* _Work to be completed_
For each of the statements below, tell whether the preprocessing notebook agrees, answering yes or no and quoting the words from it that decide. (a) Only rows whose column 1 holds the value 2 are kept. (b) Empty values are turned into NaN. (c) The background factor data is saved under a name beginning with DATA_.

* _Selection_
══════════════════════════════

## Step 1: Data preprocessing for SULO tool
In this notebook we:
1. load the raw data from the xlsx files
2. convert empty values to NaN
3. keep only the rows with column 1 ('LUPA KÄYTTÄÄ') == 1
4. save the preprocessed data as DATA_filename.csv with NaN -> -1
5. save the background factor data as BF_filename.csv with NaN -> -1


In [1]:
import pandas as pd
import numpy as np
import os

directory = os.fsencode('../data/valintakoek2019/')

total_N = 0 # this variable will store the total number of participants data
total_N_permit = 0 # this will store the subset of participants 
                   # who gave permission to use their answer for research
total_N_nopermit = 0 # those who explicitly gave no permission
for file in os.listdir(directory):
    filename = os.fsdecode(file)
    if filename.endswith(".xlsx"): 
        # loading the file with NaNs as empty values
        # print(filename)
        df = pd.read_excel('../data/valintakoek2019/'+filename, skip_blank_lines=False,header=None)
        df = df.replace(r'^\s*$', np.nan, regex=True)
        # Print the size of the data loaded
        # print(df.shape)
        total_N = total_N + df.shape[0] - 1
        # Filter the rows with df[1]==1
        filtered_data = df[df[1].eq(1)]
        siz = filtered_data.shape
        # print the size after the subjects gave permission to use the data for research
        print(siz)
        total_N_permit = total_N_permit + siz[0]
        # those who put 2, explicitly gave no permission
        filtered_data_no = df[df[1].eq(2)]
        total_N_nopermit = total_N_nopermit + filtered_data_no.shape[0]
        
        # Stored preprocessed data as CSV
        if siz[1] == 88:
            # if we are here columns 48-87 have the answers
            data_columns=range(48,88)

══════════════════════════════

(Source records)

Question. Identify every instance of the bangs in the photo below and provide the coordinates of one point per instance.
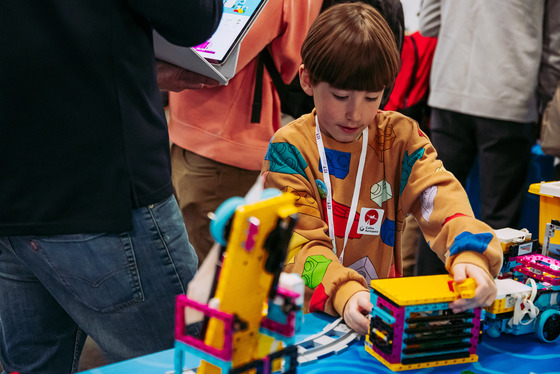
(354, 52)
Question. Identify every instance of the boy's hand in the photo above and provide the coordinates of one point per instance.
(486, 289)
(356, 310)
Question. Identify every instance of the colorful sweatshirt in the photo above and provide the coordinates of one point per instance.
(401, 175)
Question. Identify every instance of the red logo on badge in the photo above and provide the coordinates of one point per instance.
(371, 217)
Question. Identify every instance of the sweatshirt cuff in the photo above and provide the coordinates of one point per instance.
(469, 257)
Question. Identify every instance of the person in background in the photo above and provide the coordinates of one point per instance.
(495, 67)
(92, 241)
(550, 132)
(217, 149)
(357, 172)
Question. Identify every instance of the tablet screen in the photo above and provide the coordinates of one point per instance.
(236, 20)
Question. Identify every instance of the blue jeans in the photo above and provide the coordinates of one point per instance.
(117, 288)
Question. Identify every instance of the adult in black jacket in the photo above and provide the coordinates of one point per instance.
(91, 240)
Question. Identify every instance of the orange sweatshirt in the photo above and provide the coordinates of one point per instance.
(216, 122)
(401, 175)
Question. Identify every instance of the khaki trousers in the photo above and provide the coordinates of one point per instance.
(201, 185)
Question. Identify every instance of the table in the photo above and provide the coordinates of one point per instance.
(506, 354)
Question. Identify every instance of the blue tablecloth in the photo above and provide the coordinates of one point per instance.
(506, 354)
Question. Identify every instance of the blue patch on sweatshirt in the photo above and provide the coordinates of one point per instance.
(388, 232)
(285, 158)
(467, 241)
(338, 162)
(407, 164)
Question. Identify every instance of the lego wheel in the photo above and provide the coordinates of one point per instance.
(222, 218)
(548, 326)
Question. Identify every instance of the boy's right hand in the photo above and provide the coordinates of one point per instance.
(356, 311)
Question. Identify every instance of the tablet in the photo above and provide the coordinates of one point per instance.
(237, 19)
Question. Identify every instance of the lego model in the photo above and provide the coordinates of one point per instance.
(529, 301)
(514, 243)
(250, 320)
(549, 216)
(412, 327)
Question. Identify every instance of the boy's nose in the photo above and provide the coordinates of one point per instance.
(353, 113)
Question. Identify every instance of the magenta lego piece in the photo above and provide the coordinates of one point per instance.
(224, 354)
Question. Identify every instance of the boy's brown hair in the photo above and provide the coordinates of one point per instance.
(351, 47)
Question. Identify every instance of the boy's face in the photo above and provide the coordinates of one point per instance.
(342, 114)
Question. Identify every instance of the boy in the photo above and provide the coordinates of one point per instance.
(379, 167)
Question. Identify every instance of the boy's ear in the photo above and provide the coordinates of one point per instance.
(305, 80)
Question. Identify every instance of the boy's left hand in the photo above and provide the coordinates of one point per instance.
(486, 289)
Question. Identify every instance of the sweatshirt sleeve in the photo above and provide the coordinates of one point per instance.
(441, 206)
(328, 284)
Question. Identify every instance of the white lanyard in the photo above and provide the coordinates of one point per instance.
(327, 180)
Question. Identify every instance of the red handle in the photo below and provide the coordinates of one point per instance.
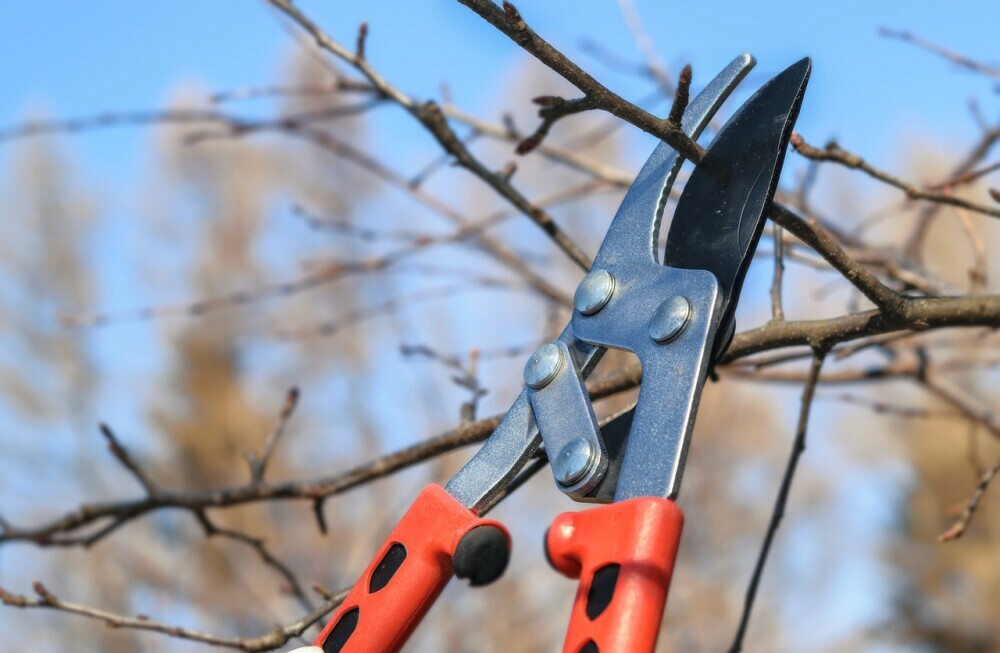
(436, 538)
(623, 554)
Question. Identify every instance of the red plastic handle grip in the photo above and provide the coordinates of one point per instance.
(402, 582)
(623, 554)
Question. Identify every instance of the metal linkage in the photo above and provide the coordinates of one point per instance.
(517, 437)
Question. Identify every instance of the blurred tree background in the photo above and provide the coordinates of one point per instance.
(293, 260)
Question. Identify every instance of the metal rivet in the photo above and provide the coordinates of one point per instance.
(669, 319)
(574, 461)
(594, 292)
(543, 365)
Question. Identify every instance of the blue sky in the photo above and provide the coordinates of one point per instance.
(75, 58)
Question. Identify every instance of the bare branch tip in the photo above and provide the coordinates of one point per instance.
(362, 38)
(513, 16)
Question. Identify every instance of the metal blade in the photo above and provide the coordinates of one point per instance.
(721, 213)
(635, 230)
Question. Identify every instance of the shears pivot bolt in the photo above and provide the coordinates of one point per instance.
(594, 292)
(574, 461)
(543, 366)
(669, 319)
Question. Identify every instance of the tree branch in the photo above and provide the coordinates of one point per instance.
(778, 513)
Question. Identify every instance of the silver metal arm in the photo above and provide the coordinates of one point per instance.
(517, 438)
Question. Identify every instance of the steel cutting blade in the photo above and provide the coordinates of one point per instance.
(721, 213)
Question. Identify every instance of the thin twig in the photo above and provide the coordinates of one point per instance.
(267, 642)
(959, 528)
(123, 456)
(778, 513)
(777, 311)
(258, 465)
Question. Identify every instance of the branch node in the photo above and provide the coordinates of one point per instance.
(320, 517)
(122, 454)
(514, 17)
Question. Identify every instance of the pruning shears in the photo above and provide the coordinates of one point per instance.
(678, 318)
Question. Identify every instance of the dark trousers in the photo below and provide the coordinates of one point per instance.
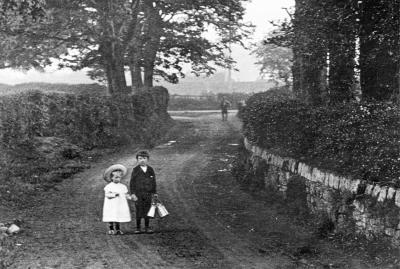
(114, 224)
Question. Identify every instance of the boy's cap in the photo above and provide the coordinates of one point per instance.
(112, 168)
(143, 153)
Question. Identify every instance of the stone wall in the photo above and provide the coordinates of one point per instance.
(353, 206)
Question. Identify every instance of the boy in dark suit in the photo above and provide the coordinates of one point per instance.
(143, 186)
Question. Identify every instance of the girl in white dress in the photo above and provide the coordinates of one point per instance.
(116, 208)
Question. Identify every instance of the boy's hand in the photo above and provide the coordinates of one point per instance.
(134, 197)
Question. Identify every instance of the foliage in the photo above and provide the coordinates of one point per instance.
(88, 121)
(156, 37)
(323, 36)
(275, 62)
(358, 140)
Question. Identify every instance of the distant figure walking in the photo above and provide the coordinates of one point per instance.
(225, 104)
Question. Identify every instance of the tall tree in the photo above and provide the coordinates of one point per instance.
(379, 48)
(310, 50)
(340, 32)
(275, 62)
(113, 35)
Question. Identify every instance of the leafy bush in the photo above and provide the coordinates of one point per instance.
(355, 139)
(36, 125)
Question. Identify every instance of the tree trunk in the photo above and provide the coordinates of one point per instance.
(152, 43)
(342, 50)
(379, 49)
(111, 51)
(136, 77)
(310, 53)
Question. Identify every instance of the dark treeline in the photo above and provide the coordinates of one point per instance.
(340, 44)
(150, 39)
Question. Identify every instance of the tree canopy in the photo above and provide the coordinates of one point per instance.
(148, 38)
(325, 37)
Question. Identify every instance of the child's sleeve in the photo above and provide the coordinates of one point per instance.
(108, 193)
(154, 189)
(132, 183)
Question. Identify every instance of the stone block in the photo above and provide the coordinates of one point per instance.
(336, 182)
(369, 189)
(344, 184)
(382, 194)
(391, 193)
(376, 191)
(390, 232)
(354, 185)
(359, 206)
(326, 181)
(331, 180)
(307, 172)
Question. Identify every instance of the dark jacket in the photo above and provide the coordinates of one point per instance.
(143, 185)
(141, 182)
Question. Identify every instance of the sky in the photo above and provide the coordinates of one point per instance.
(258, 12)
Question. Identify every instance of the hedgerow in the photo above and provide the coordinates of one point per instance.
(360, 140)
(36, 125)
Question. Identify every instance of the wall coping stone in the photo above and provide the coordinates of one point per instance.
(381, 193)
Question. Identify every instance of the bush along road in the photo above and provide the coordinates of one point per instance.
(213, 223)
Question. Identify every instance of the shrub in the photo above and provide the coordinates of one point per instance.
(355, 139)
(34, 124)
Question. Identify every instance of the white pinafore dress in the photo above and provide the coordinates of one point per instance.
(116, 209)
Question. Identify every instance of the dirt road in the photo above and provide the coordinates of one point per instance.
(213, 223)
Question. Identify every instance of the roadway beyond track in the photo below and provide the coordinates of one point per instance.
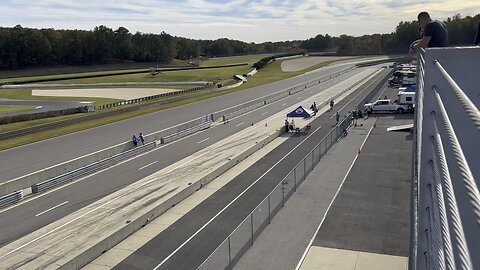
(152, 166)
(24, 160)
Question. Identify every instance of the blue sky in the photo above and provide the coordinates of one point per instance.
(250, 21)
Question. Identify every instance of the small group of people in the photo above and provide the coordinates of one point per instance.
(136, 139)
(314, 108)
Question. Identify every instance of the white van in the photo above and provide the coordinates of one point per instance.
(406, 97)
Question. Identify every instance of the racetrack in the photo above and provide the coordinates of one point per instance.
(297, 64)
(117, 93)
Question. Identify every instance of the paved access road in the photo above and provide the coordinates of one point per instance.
(26, 159)
(41, 105)
(32, 215)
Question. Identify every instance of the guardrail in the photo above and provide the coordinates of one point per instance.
(256, 103)
(91, 168)
(138, 100)
(445, 221)
(185, 132)
(63, 168)
(11, 198)
(237, 243)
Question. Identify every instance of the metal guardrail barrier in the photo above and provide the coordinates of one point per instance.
(185, 132)
(445, 231)
(237, 243)
(11, 198)
(91, 168)
(256, 103)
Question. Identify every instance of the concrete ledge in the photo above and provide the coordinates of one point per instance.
(28, 180)
(79, 238)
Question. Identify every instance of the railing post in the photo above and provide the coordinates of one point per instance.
(251, 225)
(229, 254)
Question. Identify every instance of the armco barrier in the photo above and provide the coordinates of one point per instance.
(91, 168)
(11, 198)
(242, 111)
(29, 180)
(276, 96)
(244, 235)
(185, 132)
(77, 259)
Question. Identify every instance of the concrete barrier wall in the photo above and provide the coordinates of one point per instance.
(80, 260)
(36, 177)
(28, 180)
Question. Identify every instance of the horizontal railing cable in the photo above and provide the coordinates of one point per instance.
(467, 104)
(459, 233)
(449, 261)
(467, 176)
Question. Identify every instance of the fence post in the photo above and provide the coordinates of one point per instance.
(251, 225)
(229, 254)
(269, 211)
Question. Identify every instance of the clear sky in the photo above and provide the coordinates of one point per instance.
(249, 21)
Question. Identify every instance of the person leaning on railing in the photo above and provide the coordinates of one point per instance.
(477, 37)
(435, 33)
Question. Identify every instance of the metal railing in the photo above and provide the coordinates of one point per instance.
(238, 242)
(11, 198)
(445, 227)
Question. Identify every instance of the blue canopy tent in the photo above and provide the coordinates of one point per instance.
(301, 112)
(411, 88)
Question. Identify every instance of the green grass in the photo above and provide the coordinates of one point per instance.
(272, 72)
(232, 60)
(14, 108)
(27, 94)
(170, 76)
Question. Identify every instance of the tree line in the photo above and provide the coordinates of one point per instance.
(24, 47)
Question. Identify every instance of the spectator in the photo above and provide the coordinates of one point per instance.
(434, 33)
(134, 140)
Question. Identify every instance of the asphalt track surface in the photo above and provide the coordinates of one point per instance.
(371, 211)
(23, 160)
(46, 105)
(24, 218)
(194, 252)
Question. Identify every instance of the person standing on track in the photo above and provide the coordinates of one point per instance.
(134, 140)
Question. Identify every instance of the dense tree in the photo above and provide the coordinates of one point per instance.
(23, 47)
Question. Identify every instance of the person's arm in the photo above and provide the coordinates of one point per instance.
(423, 43)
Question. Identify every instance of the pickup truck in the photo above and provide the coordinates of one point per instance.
(386, 105)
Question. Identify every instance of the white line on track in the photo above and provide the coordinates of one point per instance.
(353, 99)
(149, 164)
(204, 140)
(231, 202)
(330, 205)
(50, 209)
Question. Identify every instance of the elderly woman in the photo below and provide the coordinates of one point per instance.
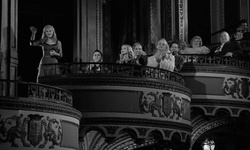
(162, 58)
(126, 55)
(196, 47)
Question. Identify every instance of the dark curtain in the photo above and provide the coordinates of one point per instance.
(127, 23)
(166, 31)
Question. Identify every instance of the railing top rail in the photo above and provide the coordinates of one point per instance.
(110, 69)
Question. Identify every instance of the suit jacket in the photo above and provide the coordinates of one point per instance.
(231, 46)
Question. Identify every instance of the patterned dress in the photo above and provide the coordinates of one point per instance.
(47, 58)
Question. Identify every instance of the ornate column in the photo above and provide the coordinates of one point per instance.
(245, 11)
(88, 29)
(217, 18)
(183, 20)
(8, 50)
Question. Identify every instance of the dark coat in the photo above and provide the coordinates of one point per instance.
(231, 46)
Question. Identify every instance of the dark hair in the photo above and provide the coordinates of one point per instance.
(98, 51)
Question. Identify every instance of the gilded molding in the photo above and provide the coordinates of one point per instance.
(118, 81)
(38, 106)
(167, 129)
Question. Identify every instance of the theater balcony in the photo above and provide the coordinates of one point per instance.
(220, 92)
(37, 116)
(126, 106)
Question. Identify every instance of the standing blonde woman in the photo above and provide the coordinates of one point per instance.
(51, 46)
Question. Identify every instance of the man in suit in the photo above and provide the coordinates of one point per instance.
(228, 48)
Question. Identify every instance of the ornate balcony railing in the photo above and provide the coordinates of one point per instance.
(217, 60)
(10, 88)
(110, 69)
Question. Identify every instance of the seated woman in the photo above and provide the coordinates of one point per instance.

══════════════════════════════

* _Written response_
(a) No: "keep only the rows with column 1 ('LUPA KÄYTTÄÄ') == 1"
(b) Yes: "convert empty values to NaN"
(c) No: "save the background factor data as BF_filename.csv with NaN -> -1"